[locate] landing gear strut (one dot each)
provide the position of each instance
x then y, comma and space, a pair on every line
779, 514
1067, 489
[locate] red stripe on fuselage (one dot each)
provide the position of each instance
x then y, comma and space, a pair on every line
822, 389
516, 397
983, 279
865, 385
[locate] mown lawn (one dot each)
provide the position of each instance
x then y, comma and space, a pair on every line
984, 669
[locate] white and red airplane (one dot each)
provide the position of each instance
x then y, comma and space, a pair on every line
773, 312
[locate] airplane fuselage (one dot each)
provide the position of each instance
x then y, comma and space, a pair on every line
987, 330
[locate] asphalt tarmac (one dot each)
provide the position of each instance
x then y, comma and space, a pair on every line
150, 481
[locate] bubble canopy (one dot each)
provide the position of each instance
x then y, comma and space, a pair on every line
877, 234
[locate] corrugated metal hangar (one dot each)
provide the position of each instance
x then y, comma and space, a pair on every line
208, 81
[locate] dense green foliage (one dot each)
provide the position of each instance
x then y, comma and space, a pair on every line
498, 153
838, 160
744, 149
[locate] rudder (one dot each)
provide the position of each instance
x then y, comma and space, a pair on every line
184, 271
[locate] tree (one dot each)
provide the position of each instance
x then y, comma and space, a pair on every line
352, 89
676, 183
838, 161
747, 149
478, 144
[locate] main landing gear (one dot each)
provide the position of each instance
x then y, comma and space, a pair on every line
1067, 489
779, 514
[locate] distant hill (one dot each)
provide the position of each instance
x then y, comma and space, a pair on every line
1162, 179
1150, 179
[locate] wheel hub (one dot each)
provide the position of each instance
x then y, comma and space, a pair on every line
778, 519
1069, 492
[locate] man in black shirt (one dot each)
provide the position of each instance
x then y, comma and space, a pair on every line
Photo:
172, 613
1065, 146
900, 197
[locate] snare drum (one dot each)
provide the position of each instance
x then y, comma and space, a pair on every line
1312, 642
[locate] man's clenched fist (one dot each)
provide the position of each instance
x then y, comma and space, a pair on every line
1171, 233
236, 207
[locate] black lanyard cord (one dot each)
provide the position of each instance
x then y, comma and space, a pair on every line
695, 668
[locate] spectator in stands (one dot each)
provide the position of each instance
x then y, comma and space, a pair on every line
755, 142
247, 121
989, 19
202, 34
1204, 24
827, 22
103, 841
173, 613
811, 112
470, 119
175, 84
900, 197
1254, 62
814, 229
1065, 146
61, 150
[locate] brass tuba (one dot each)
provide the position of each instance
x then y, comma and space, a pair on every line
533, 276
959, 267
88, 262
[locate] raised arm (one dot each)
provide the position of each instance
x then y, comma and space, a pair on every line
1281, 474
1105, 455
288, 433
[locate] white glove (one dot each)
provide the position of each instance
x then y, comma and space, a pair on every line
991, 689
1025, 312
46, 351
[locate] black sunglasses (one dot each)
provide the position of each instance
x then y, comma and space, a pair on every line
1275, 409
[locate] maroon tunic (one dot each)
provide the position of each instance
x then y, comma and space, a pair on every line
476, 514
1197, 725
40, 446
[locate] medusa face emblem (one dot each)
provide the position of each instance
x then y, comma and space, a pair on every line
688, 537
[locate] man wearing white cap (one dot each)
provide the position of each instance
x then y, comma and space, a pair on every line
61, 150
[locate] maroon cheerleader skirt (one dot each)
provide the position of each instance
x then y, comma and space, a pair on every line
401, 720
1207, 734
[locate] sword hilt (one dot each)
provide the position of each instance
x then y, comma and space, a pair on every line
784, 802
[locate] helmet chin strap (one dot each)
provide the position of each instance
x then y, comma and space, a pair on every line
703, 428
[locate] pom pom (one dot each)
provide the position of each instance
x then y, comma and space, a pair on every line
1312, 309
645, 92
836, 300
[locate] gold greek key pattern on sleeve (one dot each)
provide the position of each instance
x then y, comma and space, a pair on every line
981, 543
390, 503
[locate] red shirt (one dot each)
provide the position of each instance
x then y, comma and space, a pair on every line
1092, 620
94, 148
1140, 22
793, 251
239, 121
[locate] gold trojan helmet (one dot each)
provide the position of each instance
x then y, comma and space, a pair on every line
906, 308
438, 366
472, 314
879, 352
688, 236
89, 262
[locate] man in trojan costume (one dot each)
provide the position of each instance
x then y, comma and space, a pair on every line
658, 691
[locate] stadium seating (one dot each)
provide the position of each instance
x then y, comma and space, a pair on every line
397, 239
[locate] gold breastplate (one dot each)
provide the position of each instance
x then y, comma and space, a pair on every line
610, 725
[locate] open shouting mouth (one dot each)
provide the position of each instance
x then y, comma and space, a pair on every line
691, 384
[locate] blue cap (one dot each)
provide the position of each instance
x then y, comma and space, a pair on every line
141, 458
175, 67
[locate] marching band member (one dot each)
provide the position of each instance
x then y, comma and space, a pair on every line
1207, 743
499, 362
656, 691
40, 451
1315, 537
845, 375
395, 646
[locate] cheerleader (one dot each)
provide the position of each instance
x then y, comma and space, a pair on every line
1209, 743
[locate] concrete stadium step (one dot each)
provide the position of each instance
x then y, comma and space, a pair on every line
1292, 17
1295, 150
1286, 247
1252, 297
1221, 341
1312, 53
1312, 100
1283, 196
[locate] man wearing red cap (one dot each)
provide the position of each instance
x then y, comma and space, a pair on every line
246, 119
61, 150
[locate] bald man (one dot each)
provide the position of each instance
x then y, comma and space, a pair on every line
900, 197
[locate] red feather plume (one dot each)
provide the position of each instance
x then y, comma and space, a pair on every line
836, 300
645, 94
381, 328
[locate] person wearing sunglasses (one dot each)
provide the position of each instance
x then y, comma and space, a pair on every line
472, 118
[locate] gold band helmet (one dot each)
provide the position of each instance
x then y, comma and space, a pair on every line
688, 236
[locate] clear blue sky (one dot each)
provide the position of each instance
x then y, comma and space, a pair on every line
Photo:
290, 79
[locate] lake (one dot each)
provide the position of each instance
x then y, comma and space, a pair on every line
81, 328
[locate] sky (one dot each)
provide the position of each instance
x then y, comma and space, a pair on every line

################

SHORT TASK:
Only the lines from the one with "[locate] open shouting mouth (one dot each)" through the end of the material are wanted; copy them exactly, both ends included.

CORRECT RESULT:
[locate] open shouting mouth (one dot each)
provide the position of each instance
x then y, comma and space, a pair on every line
691, 384
[locate] blue cap (one dot each)
provide the position of each instance
x then y, comma and space, a pair on every line
141, 458
175, 67
[locate] marching band member (one dot each)
provide the position of each instance
x then y, comma and space, a pair on every line
1207, 743
499, 362
656, 691
40, 451
1315, 537
845, 375
395, 646
[locate] cheerleader (one dot each)
provide the position of each instance
x then y, comma and space, a pair on every line
1209, 743
[locate] concrete stadium step (one dot each)
provide the position of each instance
x then y, comma and space, a pair on every line
1292, 17
1295, 150
1286, 247
1252, 297
1221, 341
1312, 53
1312, 100
1283, 196
[locate] man wearing red cap (one dot each)
provide the position of each instance
x then y, comma and space, a pair on every line
246, 119
61, 150
[locate] bald man (one dot each)
provide the position of each instance
x then y, comma and space, a pair on every line
900, 197
[locate] red feather plume (one dot each)
provide the position of each instance
x then y, comma and space, a pair on every line
836, 300
645, 94
381, 328
[locate] person wearing sunglasses (one dot each)
provide the position of each instance
x then y, comma and space, a pair on every line
472, 118
[locate] gold band helmet (one dot each)
provide the position of each instance
x then y, comma and space, a pair on every line
688, 236
[locate] clear blue sky (one dot each)
provide the position of each instance
x then y, comma and space, a pair on every line
Photo:
290, 79
[locate] lake (one dot each)
provide the position of each instance
x then y, comma and space, a pair on every line
81, 328
[locate] sky (one dot each)
provide the position of each instance
x then y, comma and space, a pair on every line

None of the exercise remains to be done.